(begin)

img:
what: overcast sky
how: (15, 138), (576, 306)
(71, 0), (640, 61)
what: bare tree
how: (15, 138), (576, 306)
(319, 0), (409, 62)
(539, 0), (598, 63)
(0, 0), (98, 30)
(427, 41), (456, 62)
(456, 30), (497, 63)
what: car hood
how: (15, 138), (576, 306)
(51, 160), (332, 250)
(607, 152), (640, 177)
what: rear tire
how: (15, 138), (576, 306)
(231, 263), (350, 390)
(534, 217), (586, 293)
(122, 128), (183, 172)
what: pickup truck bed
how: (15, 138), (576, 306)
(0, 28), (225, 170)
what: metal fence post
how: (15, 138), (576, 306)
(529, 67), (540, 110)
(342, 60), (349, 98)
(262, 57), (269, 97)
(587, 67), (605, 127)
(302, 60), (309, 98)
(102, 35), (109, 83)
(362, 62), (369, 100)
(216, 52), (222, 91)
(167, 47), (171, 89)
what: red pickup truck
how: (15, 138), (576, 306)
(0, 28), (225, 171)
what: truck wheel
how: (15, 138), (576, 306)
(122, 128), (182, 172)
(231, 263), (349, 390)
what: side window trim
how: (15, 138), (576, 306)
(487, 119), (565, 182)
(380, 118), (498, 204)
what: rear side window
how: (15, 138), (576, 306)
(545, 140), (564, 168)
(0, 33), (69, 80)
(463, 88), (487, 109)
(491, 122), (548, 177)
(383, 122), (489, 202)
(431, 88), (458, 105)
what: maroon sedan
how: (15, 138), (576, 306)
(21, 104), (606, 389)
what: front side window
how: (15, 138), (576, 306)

(end)

WHAT IS ASKED:
Convert the data above into a Markdown table with the columns "Row" and "Line". Begin at the line that contains "what: rear tire", continue through the final line of the data, and leave out blank lines.

COMPLETE RESPONSE:
| Row | Line |
|---|---|
| 1 | what: rear tire |
| 2 | how: (15, 138), (576, 306) |
| 3 | (231, 263), (350, 390) |
| 4 | (534, 217), (586, 293) |
| 5 | (122, 128), (183, 172) |
| 6 | what: pickup truck bed |
| 7 | how: (15, 138), (576, 306) |
| 8 | (0, 28), (225, 170) |
| 9 | what: metal fence post |
| 10 | how: (15, 138), (576, 306) |
| 11 | (529, 67), (540, 110) |
| 12 | (342, 60), (349, 98) |
| 13 | (262, 57), (269, 97) |
| 14 | (587, 67), (605, 127) |
| 15 | (302, 60), (309, 98) |
| 16 | (102, 35), (109, 83) |
| 17 | (362, 62), (369, 100) |
| 18 | (216, 52), (222, 91) |
| 19 | (167, 47), (171, 89) |
| 20 | what: red pickup truck |
| 21 | how: (15, 138), (576, 306) |
| 22 | (0, 28), (225, 171) |
| 23 | what: truck wheel |
| 24 | how: (15, 138), (576, 306) |
| 25 | (122, 128), (182, 172) |
| 26 | (231, 263), (349, 390) |
| 27 | what: side window trim |
| 28 | how: (15, 138), (576, 306) |
| 29 | (487, 119), (565, 182) |
| 30 | (380, 118), (498, 204) |
| 31 | what: rear side window |
| 32 | how: (15, 138), (576, 306) |
| 33 | (545, 140), (564, 168) |
| 34 | (0, 33), (69, 80) |
| 35 | (463, 88), (487, 109) |
| 36 | (491, 122), (548, 177) |
| 37 | (383, 122), (489, 202) |
| 38 | (431, 88), (458, 105) |
| 39 | what: maroon sedan |
| 40 | how: (15, 138), (576, 306) |
| 41 | (21, 104), (606, 389) |
| 42 | what: front side window |
| 43 | how: (15, 138), (576, 306) |